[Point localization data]
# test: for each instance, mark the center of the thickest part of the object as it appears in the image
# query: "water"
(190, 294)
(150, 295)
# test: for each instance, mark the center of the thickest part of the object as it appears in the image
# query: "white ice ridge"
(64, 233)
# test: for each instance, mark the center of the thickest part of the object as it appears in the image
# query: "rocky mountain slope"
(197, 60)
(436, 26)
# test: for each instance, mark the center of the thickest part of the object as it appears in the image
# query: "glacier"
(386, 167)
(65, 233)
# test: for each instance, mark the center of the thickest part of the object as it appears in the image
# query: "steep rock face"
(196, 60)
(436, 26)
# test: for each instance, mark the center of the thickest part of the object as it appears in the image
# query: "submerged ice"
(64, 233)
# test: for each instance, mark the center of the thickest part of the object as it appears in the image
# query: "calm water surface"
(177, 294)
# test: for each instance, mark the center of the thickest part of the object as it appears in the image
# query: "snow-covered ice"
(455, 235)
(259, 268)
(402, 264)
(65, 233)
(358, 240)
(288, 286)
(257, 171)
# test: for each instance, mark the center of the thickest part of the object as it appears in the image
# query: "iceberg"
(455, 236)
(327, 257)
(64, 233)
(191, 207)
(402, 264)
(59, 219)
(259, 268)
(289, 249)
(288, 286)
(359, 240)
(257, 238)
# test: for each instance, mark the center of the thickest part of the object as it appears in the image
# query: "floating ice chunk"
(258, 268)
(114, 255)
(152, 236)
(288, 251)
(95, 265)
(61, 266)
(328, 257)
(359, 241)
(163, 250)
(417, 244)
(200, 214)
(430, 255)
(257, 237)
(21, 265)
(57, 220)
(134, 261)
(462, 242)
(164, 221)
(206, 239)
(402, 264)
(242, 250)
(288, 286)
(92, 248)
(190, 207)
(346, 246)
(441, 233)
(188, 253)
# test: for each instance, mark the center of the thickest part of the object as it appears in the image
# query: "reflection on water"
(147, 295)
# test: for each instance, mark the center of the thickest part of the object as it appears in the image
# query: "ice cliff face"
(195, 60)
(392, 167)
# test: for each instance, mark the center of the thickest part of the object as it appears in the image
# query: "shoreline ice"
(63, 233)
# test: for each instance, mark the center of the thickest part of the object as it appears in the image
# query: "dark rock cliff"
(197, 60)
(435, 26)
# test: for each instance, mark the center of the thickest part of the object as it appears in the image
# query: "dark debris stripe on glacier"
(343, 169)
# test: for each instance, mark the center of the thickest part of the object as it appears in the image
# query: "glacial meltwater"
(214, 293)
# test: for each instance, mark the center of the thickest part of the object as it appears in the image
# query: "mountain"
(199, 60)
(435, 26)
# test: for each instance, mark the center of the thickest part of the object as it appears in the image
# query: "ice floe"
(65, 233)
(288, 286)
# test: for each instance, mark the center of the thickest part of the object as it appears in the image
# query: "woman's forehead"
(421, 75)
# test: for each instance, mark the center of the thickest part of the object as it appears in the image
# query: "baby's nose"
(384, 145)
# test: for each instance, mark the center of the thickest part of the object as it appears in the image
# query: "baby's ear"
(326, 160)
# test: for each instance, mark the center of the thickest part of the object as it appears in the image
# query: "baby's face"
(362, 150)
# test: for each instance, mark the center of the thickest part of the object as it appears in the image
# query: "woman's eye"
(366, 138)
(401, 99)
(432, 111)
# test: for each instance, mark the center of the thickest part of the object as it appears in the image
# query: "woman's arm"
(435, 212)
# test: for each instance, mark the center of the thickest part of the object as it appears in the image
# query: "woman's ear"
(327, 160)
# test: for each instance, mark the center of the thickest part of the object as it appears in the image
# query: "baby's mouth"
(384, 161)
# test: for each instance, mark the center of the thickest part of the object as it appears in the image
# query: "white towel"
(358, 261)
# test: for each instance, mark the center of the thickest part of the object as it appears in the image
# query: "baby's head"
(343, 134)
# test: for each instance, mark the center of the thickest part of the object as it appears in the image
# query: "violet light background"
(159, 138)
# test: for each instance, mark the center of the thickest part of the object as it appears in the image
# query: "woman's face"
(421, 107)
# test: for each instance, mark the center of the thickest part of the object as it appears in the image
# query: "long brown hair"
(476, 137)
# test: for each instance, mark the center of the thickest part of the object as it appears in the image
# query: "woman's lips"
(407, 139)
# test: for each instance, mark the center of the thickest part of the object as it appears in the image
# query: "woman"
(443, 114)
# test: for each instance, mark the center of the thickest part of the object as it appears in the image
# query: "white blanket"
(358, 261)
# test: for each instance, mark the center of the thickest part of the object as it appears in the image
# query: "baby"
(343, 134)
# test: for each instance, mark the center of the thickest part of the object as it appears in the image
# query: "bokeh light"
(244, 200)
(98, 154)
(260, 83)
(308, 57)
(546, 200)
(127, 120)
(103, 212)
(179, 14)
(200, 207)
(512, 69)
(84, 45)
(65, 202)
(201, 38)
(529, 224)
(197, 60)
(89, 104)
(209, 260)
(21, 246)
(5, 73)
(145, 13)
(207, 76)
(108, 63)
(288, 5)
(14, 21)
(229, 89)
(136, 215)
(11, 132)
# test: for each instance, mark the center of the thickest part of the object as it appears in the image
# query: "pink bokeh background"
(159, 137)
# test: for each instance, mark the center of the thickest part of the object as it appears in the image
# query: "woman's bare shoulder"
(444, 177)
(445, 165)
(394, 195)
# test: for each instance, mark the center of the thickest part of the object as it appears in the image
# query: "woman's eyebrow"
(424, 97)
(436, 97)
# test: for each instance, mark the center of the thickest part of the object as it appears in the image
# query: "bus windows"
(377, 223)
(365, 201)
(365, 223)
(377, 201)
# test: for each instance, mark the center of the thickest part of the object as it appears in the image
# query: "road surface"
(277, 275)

◆ REQUIREMENT:
Write down every record shown above precisely.

◆ PROBLEM SOLUTION:
# test: for each instance, mark the center of the thickest part of the object as it appears in the image
# query: "water"
(190, 294)
(150, 295)
# test: for each instance, mark the center of the thickest part of the object as it appears in the image
# query: "white ice ridge"
(64, 233)
# test: for each instance, mark the center of the thickest part of the object as it appears in the image
# query: "rocky mountain slope"
(197, 60)
(436, 26)
# test: for each instance, mark the center of the thickest part of the object as it appears in the image
# query: "glacier"
(386, 167)
(65, 233)
# test: for each instance, mark the center of the thickest part of the object as it appears in the image
# query: "steep rock face"
(196, 60)
(436, 26)
# test: for each instance, mark the center of the thickest part of the object as it appears in the image
# query: "submerged ice"
(64, 233)
# test: for each instance, mark the center of the thickest part of the object as it appears in the image
# query: "calm water surface"
(177, 294)
# test: for each instance, mark the center of the thickest part of the object as it appears in the image
# query: "snow-covered ice"
(455, 235)
(259, 268)
(402, 264)
(65, 233)
(358, 240)
(288, 286)
(257, 171)
# test: for each instance, mark the center of the thickest part of the object as it appears in the image
# query: "iceberg"
(455, 236)
(327, 257)
(64, 233)
(191, 207)
(402, 264)
(59, 219)
(259, 268)
(289, 249)
(288, 286)
(359, 240)
(257, 238)
# test: for each instance, mark the center of the thickest part of the object as it appears in the image
# query: "floating ice chunk"
(258, 268)
(114, 255)
(152, 236)
(288, 251)
(95, 265)
(61, 266)
(328, 257)
(359, 241)
(163, 250)
(417, 244)
(200, 214)
(430, 255)
(257, 237)
(21, 265)
(57, 220)
(134, 261)
(462, 242)
(164, 221)
(206, 239)
(402, 264)
(242, 250)
(288, 286)
(92, 248)
(190, 207)
(346, 246)
(441, 233)
(188, 253)
# test: for each instance, mark the center of the thickest part of the object as it appears in the image
# query: "reflection on water"
(147, 295)
# test: for each instance, mark the center of the thickest part of the object as it appears in the image
# query: "ice cliff face"
(195, 60)
(392, 167)
# test: for each instance, mark the center of the thickest part of the object as it appears in the image
# query: "shoreline ice"
(63, 233)
# test: for each instance, mark the center of the thickest part of the object as it appears in the image
# query: "dark rock cliff"
(197, 60)
(435, 26)
# test: for each instance, mark the center of the thickest part of the object as it appears in the image
# query: "dark debris stripe on glacier"
(343, 169)
# test: for each instance, mark the center of the thickest part of the object as it appears in the image
# query: "glacial meltwater"
(214, 293)
# test: for each instance, mark the center of the thickest part of the object as it appears in the image
# query: "mountain"
(199, 60)
(435, 26)
# test: for each instance, mark the center of the thickest part of the object as it appears in the image
# query: "ice floe"
(65, 233)
(288, 286)
# test: for each instance, mark the center of the thickest part of the object as it appears in the image
# query: "woman's forehead"
(421, 75)
# test: for each instance, mark the center of the thickest part of the object as it appears in the image
# query: "baby's nose"
(384, 145)
# test: for each instance, mark the center of the thickest part of the object as it appears in the image
# query: "baby's ear"
(326, 160)
# test: for each instance, mark the center of the thickest part of the object as it appears in the image
# query: "baby's face"
(362, 150)
# test: for each instance, mark the center of the thickest part of the object as it appears in the image
# query: "woman's eye"
(366, 138)
(401, 99)
(432, 111)
# test: for each instance, mark the center of the thickest part of the object as it appears in the image
# query: "woman's arm"
(435, 212)
# test: for each instance, mark the center of the thickest part of the object as it appears in the image
# query: "woman's ear"
(327, 160)
# test: for each instance, mark the center of the thickest part of the object as it appears in the image
# query: "baby's mouth"
(384, 161)
# test: for each instance, mark the center of the thickest part of the object as it appears in the image
# query: "white towel"
(358, 261)
# test: for each instance, mark the center of the thickest part of the object as it appears in the image
# query: "baby's head"
(343, 134)
# test: for each instance, mark the center of the thickest part of the object as it appears in the image
# query: "violet light background"
(159, 138)
# test: for each instance, mark the center of the thickest part of the object as it appears in the image
# query: "woman's face"
(421, 107)
# test: for each instance, mark the center of the thickest part of the object as it appears in the image
# query: "long brown hair"
(476, 137)
# test: for each instance, mark the center of the thickest part of the object as it appears in the image
# query: "woman's lips"
(407, 139)
# test: for each instance, mark the center of the thickest part of the object as it appears in the image
# query: "woman"
(443, 114)
# test: for each instance, mark the center of the thickest part of the object as it appears in the image
# query: "white blanket"
(358, 261)
# test: for each instance, mark the center of the thickest part of the object as it appears in the image
# query: "baby"
(343, 134)
# test: for each instance, mark the center of the thickest part of the object as it appears in the image
# query: "bokeh light"
(244, 200)
(98, 154)
(260, 83)
(308, 57)
(546, 200)
(127, 120)
(103, 212)
(179, 14)
(200, 207)
(512, 69)
(84, 45)
(65, 202)
(201, 38)
(529, 224)
(197, 60)
(89, 104)
(209, 260)
(21, 246)
(5, 73)
(145, 13)
(207, 76)
(108, 63)
(288, 5)
(14, 21)
(229, 89)
(136, 215)
(11, 132)
# test: for each instance, mark the center of the thickest part of the object as it appears in the image
# query: "pink bokeh background"
(159, 137)
# test: for each instance, mark the center of the thickest part of the object as it appears in the image
# query: "woman's bare shoulder"
(444, 177)
(445, 165)
(394, 195)
# test: for each instance, mark the center of the thickest part of the object as it appears in the image
# query: "woman's eyebrow"
(424, 97)
(436, 97)
# test: for each instance, mark the center of the thickest part of the object as it appears in the image
# query: "bus windows"
(377, 223)
(365, 201)
(365, 223)
(377, 201)
# test: for each instance, mark the center of the thickest part of the object as it appears in the image
# query: "road surface"
(277, 275)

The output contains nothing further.